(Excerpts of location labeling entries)
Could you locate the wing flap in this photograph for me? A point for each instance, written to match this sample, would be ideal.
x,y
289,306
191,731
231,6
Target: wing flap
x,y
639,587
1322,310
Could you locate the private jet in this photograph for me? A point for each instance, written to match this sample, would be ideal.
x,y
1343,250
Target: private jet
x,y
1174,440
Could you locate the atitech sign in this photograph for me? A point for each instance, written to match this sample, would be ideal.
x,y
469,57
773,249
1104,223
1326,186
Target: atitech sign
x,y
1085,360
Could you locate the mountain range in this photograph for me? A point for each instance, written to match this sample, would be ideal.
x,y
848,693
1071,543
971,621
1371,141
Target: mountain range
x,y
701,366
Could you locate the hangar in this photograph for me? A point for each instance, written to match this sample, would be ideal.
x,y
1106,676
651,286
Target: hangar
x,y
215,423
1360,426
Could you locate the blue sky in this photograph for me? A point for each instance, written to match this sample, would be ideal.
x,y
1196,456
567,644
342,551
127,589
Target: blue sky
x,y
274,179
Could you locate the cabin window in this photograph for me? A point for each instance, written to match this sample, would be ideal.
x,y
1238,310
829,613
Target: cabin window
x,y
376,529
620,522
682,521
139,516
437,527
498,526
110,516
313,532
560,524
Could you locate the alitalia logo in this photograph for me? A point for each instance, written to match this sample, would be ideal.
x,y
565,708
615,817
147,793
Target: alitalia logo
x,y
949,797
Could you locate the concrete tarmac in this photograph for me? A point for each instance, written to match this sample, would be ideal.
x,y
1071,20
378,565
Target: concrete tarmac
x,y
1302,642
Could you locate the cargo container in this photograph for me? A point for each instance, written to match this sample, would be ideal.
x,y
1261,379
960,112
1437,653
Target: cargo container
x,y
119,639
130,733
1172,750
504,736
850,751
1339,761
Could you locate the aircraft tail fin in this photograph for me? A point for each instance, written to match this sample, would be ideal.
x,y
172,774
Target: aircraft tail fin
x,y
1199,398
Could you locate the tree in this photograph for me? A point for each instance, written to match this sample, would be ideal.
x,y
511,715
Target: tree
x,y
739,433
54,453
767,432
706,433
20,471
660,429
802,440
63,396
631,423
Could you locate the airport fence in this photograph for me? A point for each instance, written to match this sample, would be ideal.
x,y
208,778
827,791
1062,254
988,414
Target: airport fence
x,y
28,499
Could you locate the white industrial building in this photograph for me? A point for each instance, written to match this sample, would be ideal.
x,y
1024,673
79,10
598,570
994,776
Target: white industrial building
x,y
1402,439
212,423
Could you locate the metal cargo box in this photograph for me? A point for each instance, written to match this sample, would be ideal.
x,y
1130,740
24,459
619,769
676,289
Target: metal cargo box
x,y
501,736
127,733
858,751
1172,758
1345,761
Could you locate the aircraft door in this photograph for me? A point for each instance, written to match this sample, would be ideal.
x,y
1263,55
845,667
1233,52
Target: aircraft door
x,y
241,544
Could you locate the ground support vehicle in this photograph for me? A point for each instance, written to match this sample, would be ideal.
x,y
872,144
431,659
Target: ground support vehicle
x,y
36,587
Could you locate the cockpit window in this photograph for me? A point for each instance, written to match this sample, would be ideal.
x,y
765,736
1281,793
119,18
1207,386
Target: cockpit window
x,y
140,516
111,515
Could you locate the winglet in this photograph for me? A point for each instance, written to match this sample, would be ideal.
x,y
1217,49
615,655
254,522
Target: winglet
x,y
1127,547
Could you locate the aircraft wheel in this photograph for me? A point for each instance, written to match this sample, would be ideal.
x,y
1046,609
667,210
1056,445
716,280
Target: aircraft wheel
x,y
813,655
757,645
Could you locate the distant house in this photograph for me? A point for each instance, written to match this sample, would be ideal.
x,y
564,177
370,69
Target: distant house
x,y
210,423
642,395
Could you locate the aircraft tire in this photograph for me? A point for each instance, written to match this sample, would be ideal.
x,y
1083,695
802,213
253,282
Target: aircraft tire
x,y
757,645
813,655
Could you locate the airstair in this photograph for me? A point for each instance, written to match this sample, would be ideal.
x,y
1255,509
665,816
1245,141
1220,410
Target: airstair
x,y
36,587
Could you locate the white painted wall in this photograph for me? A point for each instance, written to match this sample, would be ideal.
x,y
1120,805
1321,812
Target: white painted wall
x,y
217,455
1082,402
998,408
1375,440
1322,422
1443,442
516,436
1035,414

▶ [Job] Return word for word the part of the entries that opens with the line containing "Could you locate the distant" and runs through the end of the entries.

▶ [Result of the exercise]
Could you locate the distant house in this photograph for me? A point for each instance, written to match this sample, would be ideal.
x,y
564,177
370,69
Target: distant house
x,y
210,423
642,395
Could you locate the aircraft tire in this photograph for me? A point for each instance, written to match this sample, would be ideal.
x,y
1083,695
802,213
253,282
Target: aircraft tire
x,y
757,645
813,655
Could you locate the airstair in this photograph for me? A point for each instance, written to match this sample, would be ideal.
x,y
1255,509
665,816
1245,141
1220,410
Target: airstair
x,y
36,587
Could you locate the white painted wall in this photograph for me? A point for each instance, written to match this sample, would be ideal.
x,y
1120,805
1321,812
Target: white painted wall
x,y
217,455
1082,402
998,408
1375,440
1322,422
1443,442
516,436
1035,414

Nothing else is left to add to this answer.